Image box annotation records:
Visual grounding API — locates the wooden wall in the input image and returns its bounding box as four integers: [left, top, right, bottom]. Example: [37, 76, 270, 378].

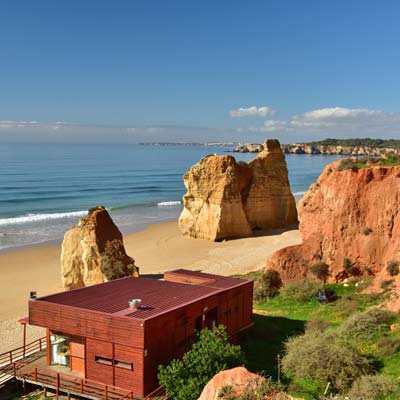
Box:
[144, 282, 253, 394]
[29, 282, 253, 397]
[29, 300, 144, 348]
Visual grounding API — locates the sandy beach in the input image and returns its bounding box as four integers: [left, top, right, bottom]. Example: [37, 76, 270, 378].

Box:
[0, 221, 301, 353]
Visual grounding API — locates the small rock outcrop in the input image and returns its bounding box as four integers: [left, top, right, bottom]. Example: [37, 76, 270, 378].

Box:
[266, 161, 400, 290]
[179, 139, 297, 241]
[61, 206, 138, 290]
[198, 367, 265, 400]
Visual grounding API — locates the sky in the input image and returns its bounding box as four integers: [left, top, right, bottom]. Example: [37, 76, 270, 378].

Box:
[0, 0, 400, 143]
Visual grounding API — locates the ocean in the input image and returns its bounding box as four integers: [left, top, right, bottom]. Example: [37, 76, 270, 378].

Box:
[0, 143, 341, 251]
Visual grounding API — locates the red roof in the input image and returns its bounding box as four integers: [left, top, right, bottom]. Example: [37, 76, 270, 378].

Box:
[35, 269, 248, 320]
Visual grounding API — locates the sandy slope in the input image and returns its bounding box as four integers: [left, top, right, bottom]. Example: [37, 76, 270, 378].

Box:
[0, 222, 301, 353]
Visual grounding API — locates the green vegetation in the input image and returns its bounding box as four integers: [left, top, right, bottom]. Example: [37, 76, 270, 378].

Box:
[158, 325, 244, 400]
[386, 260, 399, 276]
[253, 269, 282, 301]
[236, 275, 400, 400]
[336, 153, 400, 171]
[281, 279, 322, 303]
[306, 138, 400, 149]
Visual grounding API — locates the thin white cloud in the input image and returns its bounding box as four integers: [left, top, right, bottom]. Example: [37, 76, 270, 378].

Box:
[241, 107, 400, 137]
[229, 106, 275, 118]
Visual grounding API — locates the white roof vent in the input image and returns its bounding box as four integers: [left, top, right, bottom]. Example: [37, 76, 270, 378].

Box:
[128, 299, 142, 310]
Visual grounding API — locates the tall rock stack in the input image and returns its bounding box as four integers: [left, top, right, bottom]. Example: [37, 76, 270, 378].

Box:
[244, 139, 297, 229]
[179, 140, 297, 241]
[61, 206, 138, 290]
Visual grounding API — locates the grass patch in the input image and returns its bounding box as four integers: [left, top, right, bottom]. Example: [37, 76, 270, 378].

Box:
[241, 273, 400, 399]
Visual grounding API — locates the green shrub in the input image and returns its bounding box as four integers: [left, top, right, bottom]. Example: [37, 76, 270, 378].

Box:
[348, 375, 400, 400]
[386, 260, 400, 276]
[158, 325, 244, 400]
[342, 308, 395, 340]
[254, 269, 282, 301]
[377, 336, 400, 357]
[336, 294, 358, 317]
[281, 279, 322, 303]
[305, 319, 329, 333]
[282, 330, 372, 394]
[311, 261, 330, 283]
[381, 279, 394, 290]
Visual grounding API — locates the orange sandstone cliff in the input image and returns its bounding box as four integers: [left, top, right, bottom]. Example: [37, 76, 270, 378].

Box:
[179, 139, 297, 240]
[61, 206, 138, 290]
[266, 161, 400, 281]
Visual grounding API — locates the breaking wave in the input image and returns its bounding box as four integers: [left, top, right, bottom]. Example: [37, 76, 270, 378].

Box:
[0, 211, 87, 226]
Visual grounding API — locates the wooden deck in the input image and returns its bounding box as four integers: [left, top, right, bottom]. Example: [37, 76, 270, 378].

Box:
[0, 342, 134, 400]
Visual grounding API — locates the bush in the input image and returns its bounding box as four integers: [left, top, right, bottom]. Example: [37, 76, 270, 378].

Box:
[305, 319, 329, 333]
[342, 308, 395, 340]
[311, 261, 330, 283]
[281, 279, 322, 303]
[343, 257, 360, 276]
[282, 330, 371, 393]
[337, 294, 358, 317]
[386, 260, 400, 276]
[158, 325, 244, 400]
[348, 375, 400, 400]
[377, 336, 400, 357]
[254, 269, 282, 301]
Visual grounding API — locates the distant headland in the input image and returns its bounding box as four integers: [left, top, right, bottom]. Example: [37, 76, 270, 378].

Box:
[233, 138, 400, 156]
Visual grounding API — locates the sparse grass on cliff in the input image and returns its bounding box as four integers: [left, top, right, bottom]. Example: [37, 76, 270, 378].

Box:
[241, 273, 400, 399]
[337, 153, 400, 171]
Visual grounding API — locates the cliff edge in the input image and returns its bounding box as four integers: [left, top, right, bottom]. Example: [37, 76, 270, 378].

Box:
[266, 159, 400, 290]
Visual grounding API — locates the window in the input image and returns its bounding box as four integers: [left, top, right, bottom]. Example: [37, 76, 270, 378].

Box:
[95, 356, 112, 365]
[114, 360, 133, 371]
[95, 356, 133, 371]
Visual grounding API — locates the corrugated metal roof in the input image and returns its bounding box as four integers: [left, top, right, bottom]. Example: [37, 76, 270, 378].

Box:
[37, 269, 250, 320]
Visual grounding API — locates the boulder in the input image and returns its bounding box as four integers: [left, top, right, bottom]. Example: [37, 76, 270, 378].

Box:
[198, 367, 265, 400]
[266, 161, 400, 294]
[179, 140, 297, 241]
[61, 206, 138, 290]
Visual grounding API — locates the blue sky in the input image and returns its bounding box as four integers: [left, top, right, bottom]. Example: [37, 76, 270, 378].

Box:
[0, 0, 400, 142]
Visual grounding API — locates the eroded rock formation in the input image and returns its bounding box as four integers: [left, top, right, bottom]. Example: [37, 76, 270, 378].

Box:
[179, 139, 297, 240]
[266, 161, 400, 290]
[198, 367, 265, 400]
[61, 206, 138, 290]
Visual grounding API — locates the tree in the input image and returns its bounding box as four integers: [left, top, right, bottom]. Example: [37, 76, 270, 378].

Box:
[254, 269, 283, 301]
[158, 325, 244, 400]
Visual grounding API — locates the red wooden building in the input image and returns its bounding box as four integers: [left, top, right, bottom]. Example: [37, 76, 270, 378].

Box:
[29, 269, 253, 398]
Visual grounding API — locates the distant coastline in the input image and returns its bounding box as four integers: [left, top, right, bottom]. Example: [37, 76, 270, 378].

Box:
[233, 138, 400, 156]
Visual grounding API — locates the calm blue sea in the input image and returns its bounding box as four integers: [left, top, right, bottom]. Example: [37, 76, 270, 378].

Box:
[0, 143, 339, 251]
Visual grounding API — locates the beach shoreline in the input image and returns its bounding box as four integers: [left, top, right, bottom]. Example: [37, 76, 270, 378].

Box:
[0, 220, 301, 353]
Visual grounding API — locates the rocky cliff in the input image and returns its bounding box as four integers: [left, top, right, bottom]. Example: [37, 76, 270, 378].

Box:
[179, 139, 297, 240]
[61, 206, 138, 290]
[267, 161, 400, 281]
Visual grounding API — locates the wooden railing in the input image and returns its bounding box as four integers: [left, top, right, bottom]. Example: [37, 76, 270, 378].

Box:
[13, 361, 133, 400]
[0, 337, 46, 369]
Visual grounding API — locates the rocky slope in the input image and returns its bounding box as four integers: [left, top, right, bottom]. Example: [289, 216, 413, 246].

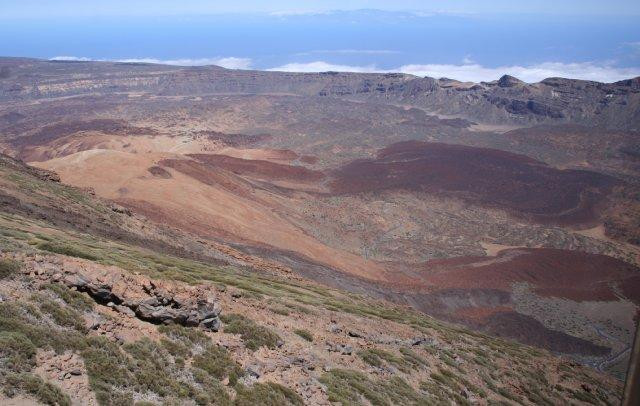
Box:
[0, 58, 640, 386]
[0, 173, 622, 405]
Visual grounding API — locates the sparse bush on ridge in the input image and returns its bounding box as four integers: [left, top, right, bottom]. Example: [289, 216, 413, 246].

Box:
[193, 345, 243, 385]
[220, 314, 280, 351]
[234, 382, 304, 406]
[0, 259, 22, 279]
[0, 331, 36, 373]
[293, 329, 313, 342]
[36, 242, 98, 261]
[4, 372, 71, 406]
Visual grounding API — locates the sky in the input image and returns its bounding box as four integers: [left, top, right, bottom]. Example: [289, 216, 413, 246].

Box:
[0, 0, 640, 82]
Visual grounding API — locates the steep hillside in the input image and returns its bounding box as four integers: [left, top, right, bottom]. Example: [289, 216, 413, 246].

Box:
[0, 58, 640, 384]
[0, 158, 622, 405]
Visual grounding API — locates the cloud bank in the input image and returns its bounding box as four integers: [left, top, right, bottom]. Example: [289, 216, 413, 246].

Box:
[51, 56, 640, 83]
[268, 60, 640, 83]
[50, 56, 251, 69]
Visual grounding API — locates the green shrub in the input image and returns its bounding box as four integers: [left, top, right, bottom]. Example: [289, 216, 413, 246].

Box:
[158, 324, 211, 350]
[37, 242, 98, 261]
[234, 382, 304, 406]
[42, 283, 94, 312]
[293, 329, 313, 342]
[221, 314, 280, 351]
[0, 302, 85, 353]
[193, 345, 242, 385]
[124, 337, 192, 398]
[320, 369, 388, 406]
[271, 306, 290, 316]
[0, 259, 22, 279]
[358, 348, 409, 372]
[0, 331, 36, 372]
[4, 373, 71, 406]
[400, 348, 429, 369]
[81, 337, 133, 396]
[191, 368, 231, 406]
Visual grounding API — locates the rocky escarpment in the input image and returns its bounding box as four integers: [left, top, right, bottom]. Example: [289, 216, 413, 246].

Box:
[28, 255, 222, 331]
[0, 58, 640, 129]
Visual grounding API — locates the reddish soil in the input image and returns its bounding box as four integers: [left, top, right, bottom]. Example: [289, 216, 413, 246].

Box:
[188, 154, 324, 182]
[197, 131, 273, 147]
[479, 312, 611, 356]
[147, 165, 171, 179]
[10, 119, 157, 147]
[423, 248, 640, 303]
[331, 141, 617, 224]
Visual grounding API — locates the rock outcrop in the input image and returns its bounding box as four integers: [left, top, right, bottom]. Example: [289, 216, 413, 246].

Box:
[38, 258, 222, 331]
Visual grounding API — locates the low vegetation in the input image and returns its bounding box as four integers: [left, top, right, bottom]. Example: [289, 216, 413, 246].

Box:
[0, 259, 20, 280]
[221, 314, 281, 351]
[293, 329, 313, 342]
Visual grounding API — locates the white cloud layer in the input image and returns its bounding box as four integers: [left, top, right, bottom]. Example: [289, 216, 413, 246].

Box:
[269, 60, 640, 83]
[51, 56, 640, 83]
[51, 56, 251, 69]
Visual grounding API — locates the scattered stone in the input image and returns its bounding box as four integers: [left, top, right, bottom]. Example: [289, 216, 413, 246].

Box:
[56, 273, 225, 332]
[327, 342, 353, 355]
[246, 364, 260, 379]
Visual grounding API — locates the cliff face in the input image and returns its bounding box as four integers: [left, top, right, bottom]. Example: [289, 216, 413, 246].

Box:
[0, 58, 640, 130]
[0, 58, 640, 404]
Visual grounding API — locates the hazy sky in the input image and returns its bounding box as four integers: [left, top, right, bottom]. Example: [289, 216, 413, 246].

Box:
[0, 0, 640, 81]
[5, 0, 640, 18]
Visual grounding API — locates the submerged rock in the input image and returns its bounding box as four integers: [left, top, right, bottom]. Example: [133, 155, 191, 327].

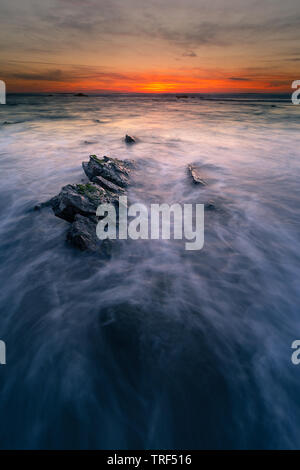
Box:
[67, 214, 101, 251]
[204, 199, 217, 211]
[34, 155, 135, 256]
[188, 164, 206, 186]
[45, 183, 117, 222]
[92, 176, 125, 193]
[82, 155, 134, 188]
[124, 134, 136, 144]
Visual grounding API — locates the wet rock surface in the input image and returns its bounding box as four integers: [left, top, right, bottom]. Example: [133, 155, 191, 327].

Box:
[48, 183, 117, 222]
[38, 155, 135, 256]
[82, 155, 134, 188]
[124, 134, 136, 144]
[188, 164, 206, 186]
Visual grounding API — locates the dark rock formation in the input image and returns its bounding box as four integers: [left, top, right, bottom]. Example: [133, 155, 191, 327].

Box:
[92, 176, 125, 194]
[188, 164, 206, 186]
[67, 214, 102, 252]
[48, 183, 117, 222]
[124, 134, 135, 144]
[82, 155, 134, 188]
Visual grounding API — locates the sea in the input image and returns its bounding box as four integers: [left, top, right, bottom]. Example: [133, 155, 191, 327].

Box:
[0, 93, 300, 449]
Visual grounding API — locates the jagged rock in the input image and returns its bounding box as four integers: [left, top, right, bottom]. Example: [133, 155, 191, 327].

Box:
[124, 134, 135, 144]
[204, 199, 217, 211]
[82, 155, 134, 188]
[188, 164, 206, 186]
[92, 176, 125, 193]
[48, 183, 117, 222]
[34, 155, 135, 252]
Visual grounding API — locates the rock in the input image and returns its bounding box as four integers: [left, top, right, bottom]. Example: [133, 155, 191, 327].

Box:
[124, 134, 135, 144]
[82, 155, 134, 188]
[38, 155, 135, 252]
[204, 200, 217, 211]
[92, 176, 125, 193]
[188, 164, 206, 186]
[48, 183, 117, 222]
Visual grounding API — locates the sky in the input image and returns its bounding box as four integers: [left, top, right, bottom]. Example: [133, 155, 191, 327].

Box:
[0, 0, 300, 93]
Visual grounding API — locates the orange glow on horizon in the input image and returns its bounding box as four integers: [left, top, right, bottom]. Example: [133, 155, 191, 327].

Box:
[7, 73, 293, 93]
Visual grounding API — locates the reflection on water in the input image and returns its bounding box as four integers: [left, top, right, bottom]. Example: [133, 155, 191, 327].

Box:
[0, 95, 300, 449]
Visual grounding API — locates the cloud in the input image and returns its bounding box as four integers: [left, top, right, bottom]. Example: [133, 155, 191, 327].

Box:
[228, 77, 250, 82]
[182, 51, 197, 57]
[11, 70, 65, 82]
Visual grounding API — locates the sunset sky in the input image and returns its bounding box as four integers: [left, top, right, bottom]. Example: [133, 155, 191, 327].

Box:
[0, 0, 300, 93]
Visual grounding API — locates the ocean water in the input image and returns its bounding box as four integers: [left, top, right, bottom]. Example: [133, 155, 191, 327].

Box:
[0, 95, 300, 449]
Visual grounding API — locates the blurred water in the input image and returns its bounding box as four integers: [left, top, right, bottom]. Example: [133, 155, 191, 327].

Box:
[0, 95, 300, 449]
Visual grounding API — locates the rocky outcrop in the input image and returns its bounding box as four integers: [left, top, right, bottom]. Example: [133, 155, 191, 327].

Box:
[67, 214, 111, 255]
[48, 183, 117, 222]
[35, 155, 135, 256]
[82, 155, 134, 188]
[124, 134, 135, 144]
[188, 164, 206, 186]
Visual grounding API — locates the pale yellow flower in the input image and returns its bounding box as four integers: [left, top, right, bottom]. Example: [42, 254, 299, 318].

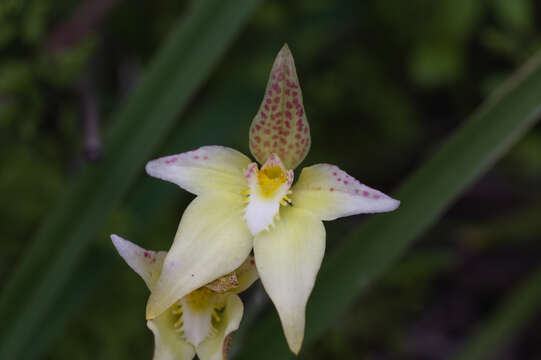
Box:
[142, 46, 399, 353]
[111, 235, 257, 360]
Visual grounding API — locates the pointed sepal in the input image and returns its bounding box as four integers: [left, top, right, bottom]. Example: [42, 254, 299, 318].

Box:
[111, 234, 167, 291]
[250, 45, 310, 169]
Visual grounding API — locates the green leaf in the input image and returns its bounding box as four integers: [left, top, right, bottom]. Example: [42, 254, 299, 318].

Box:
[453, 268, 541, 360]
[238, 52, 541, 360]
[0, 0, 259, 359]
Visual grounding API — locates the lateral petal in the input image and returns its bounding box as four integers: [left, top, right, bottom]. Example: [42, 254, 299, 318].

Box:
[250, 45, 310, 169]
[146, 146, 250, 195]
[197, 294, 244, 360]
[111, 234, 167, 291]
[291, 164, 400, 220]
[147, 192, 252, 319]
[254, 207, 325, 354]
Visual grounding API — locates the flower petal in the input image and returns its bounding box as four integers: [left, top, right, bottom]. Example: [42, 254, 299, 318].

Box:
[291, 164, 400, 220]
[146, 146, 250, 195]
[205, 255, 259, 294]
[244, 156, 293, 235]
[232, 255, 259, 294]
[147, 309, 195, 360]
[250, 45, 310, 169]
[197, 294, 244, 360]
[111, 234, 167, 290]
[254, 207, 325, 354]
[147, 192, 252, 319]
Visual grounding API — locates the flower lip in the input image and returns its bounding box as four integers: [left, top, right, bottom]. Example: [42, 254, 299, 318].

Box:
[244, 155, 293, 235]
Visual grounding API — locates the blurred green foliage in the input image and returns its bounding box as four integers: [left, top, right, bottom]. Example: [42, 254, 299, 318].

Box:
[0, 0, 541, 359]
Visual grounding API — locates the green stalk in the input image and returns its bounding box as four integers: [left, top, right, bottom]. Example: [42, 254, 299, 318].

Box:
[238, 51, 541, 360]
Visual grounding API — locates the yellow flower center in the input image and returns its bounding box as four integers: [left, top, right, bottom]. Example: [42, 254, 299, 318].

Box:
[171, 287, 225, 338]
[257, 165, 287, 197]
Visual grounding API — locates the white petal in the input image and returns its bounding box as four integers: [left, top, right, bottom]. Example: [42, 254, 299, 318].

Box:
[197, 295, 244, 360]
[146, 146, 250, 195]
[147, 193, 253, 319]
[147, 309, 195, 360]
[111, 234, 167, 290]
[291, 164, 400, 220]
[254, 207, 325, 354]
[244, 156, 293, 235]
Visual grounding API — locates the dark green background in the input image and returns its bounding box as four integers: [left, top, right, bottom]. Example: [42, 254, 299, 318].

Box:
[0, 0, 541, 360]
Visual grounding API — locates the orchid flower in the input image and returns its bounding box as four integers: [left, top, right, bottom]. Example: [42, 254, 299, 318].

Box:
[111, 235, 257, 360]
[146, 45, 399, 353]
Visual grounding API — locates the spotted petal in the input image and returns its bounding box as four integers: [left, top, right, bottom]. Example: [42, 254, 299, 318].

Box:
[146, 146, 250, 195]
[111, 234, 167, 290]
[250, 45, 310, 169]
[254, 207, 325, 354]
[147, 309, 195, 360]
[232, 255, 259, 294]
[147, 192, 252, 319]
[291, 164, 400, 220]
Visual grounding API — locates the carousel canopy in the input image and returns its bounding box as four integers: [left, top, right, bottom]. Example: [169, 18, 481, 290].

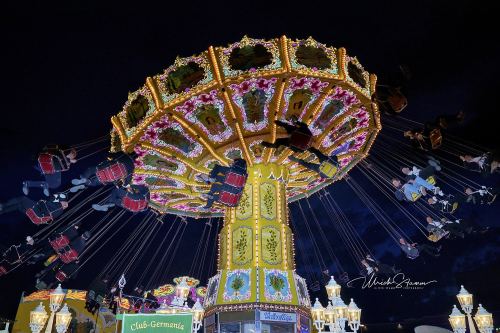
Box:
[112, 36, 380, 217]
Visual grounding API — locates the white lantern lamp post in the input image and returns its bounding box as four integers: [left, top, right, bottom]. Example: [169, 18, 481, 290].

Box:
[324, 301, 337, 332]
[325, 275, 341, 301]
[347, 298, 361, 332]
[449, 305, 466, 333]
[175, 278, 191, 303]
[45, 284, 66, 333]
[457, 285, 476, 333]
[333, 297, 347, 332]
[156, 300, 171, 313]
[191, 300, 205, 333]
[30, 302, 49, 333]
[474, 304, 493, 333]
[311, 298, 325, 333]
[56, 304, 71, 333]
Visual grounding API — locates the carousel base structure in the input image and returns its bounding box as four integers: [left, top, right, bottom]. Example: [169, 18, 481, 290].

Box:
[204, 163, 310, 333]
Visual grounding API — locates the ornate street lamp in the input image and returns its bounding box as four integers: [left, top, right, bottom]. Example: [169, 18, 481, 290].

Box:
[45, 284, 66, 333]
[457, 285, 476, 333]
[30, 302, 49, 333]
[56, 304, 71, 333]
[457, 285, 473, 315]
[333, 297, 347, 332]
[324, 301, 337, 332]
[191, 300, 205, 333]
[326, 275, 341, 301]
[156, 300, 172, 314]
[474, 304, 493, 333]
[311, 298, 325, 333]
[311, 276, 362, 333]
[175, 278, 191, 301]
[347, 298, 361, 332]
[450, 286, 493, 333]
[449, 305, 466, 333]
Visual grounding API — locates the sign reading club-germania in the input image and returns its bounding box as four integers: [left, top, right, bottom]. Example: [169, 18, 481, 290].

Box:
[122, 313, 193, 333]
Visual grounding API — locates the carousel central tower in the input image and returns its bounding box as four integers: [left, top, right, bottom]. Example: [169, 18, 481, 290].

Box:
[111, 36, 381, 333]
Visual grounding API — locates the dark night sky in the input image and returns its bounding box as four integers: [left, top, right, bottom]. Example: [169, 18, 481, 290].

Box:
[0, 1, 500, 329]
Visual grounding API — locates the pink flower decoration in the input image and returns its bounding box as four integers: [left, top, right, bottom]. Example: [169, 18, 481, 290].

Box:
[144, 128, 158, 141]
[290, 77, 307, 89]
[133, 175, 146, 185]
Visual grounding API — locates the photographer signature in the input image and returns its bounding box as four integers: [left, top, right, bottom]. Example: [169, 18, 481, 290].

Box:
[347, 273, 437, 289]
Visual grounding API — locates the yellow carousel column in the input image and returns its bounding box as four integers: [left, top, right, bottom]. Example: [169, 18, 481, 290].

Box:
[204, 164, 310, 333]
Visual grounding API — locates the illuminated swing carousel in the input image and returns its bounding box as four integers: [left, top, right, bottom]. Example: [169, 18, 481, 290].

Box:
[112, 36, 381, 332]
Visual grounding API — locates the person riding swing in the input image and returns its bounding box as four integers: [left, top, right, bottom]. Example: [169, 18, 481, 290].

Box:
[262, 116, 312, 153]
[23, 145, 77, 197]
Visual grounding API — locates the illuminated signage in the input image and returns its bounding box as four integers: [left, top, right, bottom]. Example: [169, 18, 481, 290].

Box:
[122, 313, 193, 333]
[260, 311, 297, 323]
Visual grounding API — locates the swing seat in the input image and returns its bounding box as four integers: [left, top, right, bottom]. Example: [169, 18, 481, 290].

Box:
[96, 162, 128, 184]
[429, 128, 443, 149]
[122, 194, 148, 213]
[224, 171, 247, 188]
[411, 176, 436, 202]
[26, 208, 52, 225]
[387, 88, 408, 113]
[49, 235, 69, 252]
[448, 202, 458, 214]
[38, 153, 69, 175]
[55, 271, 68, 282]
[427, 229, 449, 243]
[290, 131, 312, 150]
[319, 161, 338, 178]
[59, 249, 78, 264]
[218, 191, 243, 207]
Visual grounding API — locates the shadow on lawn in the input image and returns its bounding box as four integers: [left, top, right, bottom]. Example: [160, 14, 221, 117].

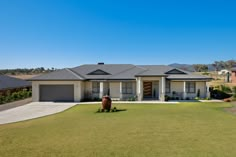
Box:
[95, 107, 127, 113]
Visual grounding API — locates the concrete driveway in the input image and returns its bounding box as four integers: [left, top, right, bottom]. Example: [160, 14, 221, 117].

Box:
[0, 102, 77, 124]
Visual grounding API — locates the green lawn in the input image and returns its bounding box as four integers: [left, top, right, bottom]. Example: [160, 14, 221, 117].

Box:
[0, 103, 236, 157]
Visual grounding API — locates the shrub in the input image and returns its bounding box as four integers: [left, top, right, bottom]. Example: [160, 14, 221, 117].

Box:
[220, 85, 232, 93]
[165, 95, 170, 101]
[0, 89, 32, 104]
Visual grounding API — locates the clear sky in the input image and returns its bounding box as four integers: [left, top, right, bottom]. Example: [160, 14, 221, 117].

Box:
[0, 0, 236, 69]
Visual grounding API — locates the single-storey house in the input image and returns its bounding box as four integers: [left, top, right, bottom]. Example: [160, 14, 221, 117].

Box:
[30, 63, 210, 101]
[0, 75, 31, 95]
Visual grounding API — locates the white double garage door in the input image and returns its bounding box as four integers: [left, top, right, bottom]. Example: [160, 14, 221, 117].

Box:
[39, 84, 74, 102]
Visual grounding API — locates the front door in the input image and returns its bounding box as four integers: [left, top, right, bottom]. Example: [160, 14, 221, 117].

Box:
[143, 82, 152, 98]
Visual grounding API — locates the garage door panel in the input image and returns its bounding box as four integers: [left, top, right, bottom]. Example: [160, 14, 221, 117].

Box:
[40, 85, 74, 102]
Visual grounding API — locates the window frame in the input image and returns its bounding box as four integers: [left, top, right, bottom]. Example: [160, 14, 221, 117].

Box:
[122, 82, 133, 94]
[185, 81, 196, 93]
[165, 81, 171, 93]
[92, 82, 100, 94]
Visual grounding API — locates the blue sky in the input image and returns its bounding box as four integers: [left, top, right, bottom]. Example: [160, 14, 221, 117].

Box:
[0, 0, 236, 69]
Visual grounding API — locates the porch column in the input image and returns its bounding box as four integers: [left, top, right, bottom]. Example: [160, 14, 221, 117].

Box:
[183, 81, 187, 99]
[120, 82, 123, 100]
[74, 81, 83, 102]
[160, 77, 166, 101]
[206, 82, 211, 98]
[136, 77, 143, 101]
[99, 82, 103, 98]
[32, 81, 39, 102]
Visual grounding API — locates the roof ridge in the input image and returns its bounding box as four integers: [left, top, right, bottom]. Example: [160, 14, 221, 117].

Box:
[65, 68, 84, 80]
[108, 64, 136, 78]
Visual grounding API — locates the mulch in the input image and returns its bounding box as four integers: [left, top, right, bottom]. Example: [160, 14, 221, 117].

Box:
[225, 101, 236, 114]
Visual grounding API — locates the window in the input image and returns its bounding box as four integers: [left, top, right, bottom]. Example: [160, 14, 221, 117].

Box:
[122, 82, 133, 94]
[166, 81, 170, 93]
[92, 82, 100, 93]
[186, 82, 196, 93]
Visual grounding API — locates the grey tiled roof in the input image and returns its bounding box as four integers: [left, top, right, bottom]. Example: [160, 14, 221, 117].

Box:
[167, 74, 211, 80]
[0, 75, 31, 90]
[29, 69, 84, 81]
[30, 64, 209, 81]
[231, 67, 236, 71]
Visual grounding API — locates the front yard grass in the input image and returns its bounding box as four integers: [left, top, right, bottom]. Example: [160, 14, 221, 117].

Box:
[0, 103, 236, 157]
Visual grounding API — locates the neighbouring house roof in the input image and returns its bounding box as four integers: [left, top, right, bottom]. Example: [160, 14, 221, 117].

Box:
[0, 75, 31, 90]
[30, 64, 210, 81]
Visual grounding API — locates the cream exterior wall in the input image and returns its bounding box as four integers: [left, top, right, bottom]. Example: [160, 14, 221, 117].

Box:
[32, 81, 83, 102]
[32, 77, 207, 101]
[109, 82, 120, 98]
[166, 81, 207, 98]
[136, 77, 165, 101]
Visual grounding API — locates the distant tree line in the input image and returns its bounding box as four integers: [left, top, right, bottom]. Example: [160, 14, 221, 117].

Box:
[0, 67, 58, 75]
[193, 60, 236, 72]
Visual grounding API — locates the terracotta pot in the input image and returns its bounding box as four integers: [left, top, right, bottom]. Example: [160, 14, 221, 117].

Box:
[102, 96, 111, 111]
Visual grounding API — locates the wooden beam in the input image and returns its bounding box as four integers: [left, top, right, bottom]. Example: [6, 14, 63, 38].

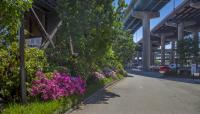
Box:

**The problem:** How many lines of the material above contain the string "blurred"? Give only the number.

**Full answer:** 2